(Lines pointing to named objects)
· · · · ·
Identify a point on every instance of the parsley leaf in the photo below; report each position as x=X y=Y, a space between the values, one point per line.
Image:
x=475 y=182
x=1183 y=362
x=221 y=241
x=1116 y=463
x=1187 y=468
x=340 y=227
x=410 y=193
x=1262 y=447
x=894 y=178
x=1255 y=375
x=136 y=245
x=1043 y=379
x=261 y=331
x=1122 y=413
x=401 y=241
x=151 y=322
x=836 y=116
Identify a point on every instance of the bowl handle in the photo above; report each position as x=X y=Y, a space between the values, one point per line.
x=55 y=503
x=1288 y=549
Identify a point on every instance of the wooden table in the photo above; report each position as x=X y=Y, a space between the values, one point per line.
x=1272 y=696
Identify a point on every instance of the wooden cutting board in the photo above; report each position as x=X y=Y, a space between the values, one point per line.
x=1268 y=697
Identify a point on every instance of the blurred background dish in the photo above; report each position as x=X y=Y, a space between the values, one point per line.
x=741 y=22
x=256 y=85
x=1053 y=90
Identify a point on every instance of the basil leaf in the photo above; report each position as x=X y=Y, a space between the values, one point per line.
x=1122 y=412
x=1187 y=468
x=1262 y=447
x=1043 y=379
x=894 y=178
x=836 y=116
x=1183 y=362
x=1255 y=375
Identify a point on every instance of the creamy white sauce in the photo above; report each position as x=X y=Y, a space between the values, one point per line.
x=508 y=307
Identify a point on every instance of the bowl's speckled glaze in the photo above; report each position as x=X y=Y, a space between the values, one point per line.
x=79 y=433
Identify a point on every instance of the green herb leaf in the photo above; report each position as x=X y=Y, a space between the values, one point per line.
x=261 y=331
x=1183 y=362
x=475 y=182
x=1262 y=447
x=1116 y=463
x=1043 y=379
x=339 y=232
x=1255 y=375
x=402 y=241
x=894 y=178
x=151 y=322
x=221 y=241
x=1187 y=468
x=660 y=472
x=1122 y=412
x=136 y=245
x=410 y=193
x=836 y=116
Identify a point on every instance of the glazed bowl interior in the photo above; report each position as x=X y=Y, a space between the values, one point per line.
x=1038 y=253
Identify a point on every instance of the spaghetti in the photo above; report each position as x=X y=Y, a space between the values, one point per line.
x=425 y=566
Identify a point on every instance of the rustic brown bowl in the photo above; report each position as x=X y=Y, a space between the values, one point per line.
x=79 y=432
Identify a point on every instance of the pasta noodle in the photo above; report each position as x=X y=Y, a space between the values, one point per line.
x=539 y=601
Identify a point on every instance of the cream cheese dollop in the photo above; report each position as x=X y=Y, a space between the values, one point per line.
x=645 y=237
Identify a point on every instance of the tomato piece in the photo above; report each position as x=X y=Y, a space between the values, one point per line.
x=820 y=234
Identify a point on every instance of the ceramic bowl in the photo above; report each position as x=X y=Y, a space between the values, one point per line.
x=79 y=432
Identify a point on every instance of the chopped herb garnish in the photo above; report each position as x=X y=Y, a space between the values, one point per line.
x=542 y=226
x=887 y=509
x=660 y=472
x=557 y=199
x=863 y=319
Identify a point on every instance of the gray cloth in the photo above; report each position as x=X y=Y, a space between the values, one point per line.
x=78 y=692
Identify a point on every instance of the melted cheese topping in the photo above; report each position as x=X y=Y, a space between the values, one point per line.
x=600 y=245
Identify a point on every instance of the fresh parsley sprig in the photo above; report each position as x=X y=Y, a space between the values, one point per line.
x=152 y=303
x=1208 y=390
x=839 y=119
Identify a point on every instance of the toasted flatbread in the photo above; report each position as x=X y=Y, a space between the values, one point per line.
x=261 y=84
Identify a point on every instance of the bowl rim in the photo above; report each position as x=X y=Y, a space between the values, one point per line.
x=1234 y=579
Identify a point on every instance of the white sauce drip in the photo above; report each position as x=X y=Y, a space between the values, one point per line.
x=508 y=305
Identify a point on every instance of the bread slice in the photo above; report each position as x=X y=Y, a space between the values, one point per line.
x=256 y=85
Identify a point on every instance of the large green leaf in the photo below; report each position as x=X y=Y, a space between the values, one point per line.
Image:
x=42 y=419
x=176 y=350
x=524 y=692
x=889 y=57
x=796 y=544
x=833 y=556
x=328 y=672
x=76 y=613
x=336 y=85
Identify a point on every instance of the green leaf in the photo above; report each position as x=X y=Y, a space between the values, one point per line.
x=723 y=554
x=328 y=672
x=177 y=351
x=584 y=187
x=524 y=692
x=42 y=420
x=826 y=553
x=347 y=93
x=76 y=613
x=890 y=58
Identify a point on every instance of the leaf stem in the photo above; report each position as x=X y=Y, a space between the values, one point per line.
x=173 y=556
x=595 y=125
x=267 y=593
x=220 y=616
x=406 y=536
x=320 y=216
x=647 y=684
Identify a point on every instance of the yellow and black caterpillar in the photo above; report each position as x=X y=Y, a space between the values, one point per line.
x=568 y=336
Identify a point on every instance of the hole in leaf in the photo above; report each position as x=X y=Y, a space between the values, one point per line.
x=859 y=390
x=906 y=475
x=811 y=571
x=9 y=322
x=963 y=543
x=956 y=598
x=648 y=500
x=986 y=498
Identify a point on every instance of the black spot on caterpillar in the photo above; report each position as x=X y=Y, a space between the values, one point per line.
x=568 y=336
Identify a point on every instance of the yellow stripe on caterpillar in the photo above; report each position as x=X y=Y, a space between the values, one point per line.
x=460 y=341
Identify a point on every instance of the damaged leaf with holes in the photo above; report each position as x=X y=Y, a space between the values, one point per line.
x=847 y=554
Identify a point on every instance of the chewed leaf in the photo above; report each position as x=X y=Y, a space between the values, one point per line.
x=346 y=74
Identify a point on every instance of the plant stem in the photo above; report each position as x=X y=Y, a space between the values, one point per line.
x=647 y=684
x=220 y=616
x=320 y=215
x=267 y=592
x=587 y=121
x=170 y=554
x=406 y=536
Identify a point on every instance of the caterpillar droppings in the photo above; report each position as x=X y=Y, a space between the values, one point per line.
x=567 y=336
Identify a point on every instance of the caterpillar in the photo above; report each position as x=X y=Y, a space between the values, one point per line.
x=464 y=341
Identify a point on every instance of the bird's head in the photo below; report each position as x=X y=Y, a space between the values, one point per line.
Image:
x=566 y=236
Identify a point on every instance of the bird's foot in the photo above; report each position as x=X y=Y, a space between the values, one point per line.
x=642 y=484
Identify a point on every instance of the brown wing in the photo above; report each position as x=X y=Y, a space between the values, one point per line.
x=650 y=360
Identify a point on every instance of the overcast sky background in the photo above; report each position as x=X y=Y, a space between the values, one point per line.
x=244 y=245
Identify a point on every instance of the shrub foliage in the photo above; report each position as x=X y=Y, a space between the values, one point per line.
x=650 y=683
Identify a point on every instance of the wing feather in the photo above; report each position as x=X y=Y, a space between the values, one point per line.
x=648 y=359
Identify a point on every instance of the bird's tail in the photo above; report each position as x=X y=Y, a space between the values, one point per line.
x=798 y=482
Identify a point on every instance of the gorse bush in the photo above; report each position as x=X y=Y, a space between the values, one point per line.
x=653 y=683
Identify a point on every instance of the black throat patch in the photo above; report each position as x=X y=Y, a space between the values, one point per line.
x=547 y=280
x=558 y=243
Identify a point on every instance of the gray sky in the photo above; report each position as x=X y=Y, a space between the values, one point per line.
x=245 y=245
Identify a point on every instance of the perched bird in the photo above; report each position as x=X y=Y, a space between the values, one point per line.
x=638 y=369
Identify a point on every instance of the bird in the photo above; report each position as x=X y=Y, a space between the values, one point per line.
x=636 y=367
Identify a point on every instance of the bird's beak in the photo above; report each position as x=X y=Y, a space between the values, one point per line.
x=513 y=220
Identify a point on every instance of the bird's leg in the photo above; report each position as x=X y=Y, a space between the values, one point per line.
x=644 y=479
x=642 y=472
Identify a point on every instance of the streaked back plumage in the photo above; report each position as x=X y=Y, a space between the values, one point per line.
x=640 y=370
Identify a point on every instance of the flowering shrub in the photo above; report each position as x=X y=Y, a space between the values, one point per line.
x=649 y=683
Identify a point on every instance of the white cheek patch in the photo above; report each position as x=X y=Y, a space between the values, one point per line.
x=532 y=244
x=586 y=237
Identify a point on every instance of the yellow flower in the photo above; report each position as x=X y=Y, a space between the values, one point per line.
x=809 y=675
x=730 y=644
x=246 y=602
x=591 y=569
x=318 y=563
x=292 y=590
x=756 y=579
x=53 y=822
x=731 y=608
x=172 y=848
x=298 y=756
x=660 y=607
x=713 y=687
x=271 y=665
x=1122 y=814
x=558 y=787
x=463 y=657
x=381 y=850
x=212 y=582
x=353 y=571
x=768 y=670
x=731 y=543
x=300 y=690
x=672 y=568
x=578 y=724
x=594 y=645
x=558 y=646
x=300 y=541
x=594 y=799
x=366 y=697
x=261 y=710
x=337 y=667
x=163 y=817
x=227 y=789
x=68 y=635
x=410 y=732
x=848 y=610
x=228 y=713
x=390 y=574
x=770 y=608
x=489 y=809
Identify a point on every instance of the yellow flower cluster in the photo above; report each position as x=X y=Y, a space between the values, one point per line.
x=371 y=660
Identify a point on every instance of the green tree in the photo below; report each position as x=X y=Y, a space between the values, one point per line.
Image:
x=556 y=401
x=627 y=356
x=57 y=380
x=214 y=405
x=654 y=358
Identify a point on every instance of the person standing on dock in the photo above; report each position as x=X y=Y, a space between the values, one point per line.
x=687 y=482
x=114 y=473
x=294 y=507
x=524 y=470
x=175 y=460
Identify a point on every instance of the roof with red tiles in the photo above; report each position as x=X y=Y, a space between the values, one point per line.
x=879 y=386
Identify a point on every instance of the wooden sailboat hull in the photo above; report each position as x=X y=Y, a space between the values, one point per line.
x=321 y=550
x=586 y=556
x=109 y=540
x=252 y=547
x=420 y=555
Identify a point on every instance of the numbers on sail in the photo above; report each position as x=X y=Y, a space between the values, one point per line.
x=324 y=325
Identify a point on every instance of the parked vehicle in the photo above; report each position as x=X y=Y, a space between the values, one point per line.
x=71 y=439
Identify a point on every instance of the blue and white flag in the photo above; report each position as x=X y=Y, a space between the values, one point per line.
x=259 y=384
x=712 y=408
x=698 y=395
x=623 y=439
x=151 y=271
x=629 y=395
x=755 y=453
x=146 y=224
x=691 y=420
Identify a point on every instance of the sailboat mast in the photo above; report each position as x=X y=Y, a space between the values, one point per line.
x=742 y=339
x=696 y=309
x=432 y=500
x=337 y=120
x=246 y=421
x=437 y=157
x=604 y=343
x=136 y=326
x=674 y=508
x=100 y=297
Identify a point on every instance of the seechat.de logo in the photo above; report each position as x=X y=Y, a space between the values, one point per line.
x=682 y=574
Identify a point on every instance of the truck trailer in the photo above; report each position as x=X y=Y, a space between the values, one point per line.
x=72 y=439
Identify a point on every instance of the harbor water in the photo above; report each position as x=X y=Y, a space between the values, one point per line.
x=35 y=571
· · · · ·
**Written request**.
Copy out, word for word, the lines above that begin with the line containing "Identify a point on every instance of the perched" and end with the line containing "x=636 y=367". Include both of those lines.

**Written response**.
Identify a point on every instance of the perched bird in the photo above; report each position as x=X y=Y, a space between the values, one point per line.
x=638 y=369
Identify a point on every instance of the bird in the photo above; report each position as x=X y=Y, a space between the values, one point per line.
x=636 y=367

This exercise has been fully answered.